◆ 作業課題
生命保険協会の平成21年度税制改正要望についての文章を、最後に示された文の後から書き継げ。

◆ 抜粋本文
生命保険協会からの「平成21年度税制改正要望書」

(注)執筆当時の法律に基づいて書いていますのでご利用は自己責任でお願いします。


「平成21年度税制改正に関する要望」

平成20年9月19日に生命保険協会(会長:松尾憲冶 明治安田生命保険社長)が、財務大臣をはじめ関係各方面に対し、平成21年度税制改正に関する要望書を提出した。

要望書は重点要望項目が3項目、要望項目が8項目から構成されている。

重点要望項目

重点要望項目については、前年度からの引き続きの要望内容であり、次のようなものである。

1.現行の生命保険料控除制度および個人年金保険料控除制度を統合一本化し、国民が遺族・医療・介護・老後の各生活保障を幅広く準備できる自助努力支援制度(新たな保険料控除)へ改組すること

2.遺族の生活資金確保のため、相互扶助の原理に基づいて支払われる死亡保険金の相続税非課税限度額について、現行限度額を引き上げること
なお、課税方式が見直された場合においても、新たな非課税限度額が現行制度に加算分を加えた水準とすること

3.適格退職年金契約の円滑な移行を図るための措置を講ずること

新たな保険料控除への改組

日本はすでに人口減少社会に突入しており、今後「超高齢化社会」となる見通しである。ただでさえ将来の年金受取額に不安を感じている方が多いだろうが、昨今の年金問題でさらに不安は増殖するばかりである。そうなると国民の自助努力として、公的保障(国民年金・厚生年金等)だけでなく、私的保障(個人年金等)をバランスよく確保することが重要となってくるだろう。

そこで、生命保険協会は現行の生命保険料控除制度の内容を変更し、控除限度額を拡充することを要望している。

<現行>
・生命保険料控除制度(遺族保障・医療保障・介護保障)→所得税5万円・住民税3.5万円

・個人年金保険料控除制度(老後保障)→所得税5万円 住民税3.5万円


<税制改正要望内容>
・新たな生命保険料控除制度(複合化商品・医療保障・介護保障・老後保障)

◆ 元資料
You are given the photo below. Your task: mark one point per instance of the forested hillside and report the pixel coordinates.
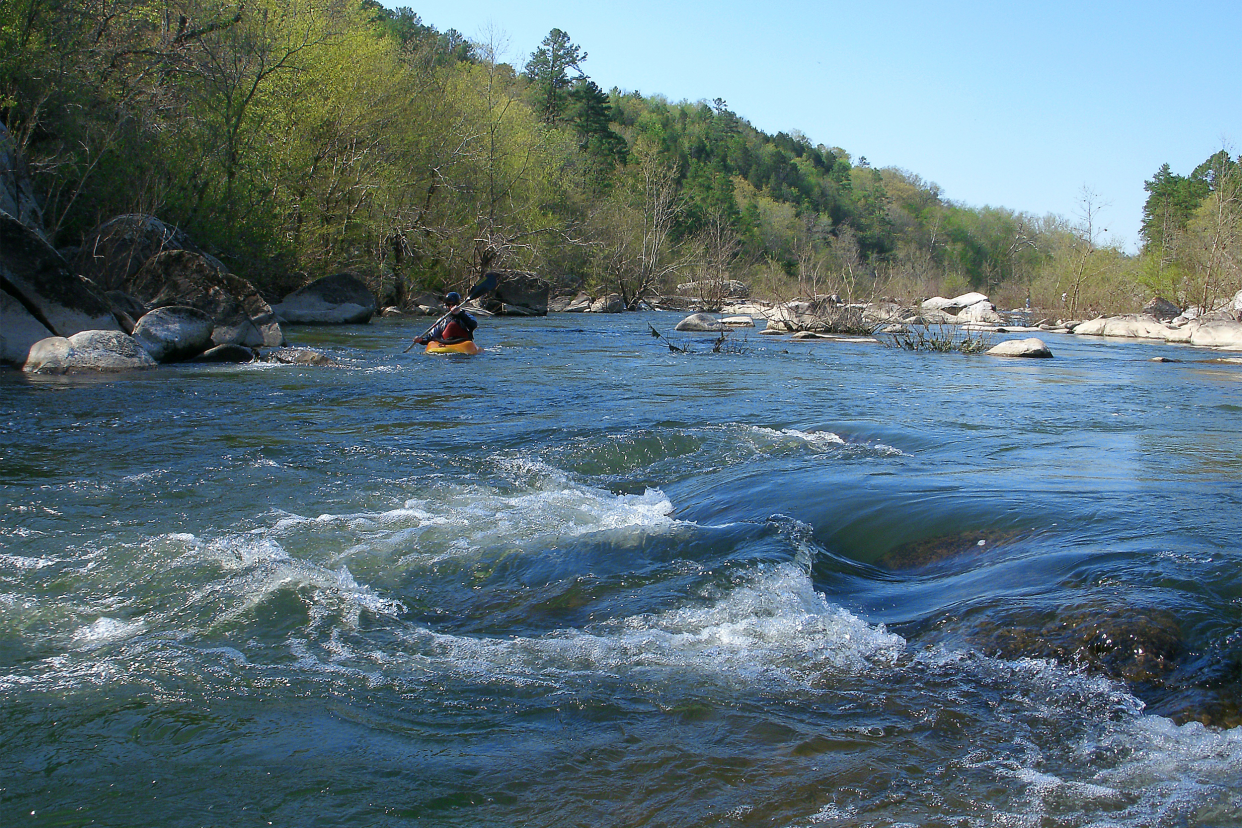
(296, 139)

◆ 課題の回答
 ※複合化商品とは、遺族保障をベースに医療保障、介護保障が付加された商品のこと

・所得控除限度額
→所得税15万円(複合化商品は遺族保障と合算で10万円、各区分5万円が上限)
→住民税7万円(複合化商品は遺族保障と合算で5万円、各区分3.5万円が上限)
※所得控除限度額は、区分毎にそれぞれ算出したものを合計し、制度全体の所得控除額が上限となる

死亡保険金の相続税非課税限度額について、現行限度額の引き上げを要望

国税庁のデータによると相続財産の5割強が土地・家屋等という換金性が低いものであり、遺族が生活していく上では現預金は不可欠のものである。

死亡保険金は、保険受取人が保険金請求権を固有の権利として取得し、保険会社から直接受取るものである。しかし、相続税の計算において死亡保険金は相続財産とみなして課税としている一方、遺族の生活を守るために死亡保険金について非課税限度額というものが設けられている。そして、この非課税限度額の引き上げが要望されている。

<現行の非課税限度額>
法定相続人数×500万円・・・A

<税制改正要望内容>
A+「配偶者分500万円+未成年の被扶養法定相続人数×500万円」

改正要望はどうなるのか

毎年、税制改正大綱の時期が近づく頃になると、生命保険料控除の縮小・拡充が話題にあがる。生命保険協会が実施した生命保険料控除制度に関するアンケート(回答者数129万人、平成19年度)によると、81%が「拡充して欲しい」とのこと。

生命保険料控除は、多くの納税者が利用している使い勝手のよい税制度なのかもしれない。